• **WRITTEN REQUEST**
How many lines of the records below contain the string "face", matching case exactly? Give only the number.

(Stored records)
━━━
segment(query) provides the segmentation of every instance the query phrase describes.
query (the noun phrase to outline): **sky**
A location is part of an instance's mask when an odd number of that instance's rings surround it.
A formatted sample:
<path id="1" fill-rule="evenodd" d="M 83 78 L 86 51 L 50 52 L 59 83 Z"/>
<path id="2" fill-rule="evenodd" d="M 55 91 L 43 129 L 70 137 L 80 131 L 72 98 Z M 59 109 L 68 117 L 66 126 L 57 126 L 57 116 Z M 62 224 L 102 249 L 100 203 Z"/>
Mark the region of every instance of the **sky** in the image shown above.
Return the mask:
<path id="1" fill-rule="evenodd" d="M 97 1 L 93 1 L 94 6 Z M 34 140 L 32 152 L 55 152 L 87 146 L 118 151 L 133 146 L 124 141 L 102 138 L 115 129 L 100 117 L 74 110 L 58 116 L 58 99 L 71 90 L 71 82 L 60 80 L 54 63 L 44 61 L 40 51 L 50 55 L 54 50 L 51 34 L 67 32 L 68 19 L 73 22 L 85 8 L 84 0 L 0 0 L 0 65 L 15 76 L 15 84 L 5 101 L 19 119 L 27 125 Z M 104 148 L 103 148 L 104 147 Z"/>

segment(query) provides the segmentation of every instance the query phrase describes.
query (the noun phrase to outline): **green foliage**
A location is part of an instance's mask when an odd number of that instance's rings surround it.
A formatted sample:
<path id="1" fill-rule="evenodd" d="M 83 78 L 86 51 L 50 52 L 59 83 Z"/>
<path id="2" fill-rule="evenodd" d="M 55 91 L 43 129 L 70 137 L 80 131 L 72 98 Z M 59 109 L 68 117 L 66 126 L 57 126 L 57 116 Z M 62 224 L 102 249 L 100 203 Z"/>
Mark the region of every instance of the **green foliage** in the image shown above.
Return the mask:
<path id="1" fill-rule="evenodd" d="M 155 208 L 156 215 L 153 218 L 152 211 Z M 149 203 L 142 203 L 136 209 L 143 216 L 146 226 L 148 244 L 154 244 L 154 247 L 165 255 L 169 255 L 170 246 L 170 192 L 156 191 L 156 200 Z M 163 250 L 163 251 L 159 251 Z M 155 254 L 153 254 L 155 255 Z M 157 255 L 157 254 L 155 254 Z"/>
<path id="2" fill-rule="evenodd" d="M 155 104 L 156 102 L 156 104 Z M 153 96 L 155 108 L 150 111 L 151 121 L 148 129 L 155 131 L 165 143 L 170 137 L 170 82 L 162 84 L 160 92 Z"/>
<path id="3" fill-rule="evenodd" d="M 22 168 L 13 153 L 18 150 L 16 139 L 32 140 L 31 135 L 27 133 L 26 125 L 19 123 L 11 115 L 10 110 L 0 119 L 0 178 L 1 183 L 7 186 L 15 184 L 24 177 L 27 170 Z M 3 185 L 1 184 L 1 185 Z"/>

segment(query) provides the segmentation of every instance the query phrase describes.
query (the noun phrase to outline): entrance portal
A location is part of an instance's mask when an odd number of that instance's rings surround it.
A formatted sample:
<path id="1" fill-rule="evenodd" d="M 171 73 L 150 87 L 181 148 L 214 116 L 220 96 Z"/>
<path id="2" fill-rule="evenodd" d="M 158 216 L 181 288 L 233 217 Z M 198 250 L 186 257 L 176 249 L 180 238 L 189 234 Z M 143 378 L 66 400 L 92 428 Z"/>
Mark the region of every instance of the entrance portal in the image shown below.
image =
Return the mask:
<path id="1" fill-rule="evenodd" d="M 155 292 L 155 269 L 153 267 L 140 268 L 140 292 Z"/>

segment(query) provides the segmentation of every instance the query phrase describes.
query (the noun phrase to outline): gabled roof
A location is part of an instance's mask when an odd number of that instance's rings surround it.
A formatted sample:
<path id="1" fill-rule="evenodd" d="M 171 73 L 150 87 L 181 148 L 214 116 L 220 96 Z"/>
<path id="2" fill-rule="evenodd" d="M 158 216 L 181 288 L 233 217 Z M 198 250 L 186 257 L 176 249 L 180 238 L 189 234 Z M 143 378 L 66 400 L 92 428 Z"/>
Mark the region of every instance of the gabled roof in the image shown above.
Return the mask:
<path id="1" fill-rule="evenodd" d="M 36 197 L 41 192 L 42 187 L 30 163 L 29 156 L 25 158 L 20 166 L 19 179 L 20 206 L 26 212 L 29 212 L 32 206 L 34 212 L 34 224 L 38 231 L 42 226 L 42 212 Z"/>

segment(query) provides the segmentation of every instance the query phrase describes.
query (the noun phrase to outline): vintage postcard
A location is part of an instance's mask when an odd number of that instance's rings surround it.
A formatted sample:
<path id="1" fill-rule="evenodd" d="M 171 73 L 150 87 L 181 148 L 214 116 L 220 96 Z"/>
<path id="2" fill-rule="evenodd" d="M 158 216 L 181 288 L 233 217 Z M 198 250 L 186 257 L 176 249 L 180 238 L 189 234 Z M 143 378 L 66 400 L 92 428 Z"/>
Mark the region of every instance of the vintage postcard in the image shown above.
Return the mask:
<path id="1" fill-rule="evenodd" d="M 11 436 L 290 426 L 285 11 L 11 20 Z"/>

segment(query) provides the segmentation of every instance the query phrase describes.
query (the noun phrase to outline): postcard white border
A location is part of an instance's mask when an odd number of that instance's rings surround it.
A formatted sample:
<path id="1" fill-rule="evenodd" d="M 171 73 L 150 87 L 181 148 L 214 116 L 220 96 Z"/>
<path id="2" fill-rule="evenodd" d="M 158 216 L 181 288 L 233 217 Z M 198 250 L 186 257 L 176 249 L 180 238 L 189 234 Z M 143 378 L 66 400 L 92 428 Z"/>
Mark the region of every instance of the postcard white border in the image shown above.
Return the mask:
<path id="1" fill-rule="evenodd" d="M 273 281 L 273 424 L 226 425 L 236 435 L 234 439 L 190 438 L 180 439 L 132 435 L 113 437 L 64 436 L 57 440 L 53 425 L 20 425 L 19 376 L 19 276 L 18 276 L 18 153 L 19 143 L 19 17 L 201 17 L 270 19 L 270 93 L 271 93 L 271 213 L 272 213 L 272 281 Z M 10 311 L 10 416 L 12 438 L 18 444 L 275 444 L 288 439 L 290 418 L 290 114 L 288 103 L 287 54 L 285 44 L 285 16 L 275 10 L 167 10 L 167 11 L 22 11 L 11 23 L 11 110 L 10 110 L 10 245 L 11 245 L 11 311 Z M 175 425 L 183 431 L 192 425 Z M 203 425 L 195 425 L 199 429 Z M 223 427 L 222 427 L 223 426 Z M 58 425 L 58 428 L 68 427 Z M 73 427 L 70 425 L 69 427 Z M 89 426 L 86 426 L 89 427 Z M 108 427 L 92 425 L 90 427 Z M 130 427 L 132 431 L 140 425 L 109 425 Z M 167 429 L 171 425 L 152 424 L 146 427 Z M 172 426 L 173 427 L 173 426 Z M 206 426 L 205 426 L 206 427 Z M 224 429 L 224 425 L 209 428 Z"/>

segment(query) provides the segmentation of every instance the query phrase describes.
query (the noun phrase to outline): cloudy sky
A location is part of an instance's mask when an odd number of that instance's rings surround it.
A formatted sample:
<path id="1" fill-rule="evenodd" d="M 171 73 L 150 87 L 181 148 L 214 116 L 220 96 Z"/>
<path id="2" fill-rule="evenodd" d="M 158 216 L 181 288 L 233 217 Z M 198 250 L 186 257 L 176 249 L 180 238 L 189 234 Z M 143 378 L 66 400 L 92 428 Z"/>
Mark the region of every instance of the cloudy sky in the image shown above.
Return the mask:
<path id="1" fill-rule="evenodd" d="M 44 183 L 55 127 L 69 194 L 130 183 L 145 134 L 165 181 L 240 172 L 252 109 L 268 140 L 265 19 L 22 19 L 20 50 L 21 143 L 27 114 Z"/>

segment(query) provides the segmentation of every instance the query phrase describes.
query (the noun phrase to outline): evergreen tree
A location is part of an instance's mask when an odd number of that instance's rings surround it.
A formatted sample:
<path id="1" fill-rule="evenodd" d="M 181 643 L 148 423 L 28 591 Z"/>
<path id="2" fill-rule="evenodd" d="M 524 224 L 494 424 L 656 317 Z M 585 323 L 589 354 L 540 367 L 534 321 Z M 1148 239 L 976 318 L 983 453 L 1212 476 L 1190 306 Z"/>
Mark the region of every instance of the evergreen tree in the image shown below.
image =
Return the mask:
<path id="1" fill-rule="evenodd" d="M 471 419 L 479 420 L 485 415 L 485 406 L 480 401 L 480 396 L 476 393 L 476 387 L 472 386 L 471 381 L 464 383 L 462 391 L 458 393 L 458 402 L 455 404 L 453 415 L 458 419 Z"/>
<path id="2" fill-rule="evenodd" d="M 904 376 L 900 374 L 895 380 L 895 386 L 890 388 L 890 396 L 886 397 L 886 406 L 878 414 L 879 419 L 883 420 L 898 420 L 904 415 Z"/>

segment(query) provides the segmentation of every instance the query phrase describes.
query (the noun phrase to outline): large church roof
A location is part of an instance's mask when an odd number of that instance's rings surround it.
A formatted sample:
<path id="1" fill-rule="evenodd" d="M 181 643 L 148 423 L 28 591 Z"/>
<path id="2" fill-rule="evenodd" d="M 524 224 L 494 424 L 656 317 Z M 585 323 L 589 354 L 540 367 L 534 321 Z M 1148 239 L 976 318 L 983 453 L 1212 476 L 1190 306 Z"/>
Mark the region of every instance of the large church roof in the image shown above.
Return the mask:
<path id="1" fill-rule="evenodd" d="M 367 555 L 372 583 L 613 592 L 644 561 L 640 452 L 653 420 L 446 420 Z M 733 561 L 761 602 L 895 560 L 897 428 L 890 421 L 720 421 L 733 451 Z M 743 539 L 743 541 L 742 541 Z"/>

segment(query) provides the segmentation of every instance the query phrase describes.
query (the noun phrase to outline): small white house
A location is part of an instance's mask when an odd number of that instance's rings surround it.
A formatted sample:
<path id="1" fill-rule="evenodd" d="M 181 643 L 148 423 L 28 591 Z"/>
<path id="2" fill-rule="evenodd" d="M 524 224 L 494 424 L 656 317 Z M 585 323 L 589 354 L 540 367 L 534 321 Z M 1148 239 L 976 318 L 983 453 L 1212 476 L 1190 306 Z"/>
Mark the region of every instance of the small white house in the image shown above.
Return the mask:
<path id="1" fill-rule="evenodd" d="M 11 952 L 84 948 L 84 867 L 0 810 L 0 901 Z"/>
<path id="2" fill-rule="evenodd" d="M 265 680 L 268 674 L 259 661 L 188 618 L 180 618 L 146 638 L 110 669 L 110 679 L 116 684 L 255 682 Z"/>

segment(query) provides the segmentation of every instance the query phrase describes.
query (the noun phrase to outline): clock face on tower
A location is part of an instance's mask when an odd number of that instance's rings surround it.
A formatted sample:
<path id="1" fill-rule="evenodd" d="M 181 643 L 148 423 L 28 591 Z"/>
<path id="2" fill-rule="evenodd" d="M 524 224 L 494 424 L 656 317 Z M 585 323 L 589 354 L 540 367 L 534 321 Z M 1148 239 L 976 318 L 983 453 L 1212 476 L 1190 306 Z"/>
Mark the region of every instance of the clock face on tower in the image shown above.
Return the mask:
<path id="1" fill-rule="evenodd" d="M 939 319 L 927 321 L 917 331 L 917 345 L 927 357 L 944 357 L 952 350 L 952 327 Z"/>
━━━
• **FINAL RESULT**
2